Records supplied:

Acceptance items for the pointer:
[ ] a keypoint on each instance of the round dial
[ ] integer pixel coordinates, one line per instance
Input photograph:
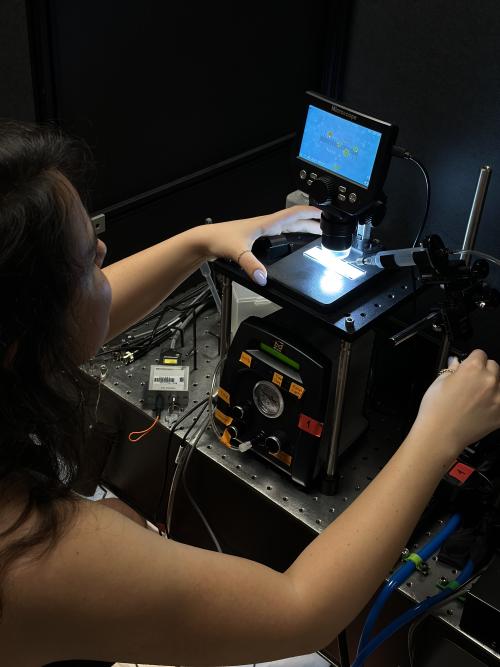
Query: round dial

The request: Format every line of the items above as a Markdown table with the columns Row and Text, numbering the rows and skipping blank lines. Leave out the pictures.

Full solution:
| Row | Text |
|---|---|
| 1 | Acceptance items for the pointer: |
| 2 | [ ] a keypoint on each instance of the round dial |
| 3 | [ ] integer pixel coordinates, one line per instance |
| 4 | Input photograph: |
| 5 | Query: round dial |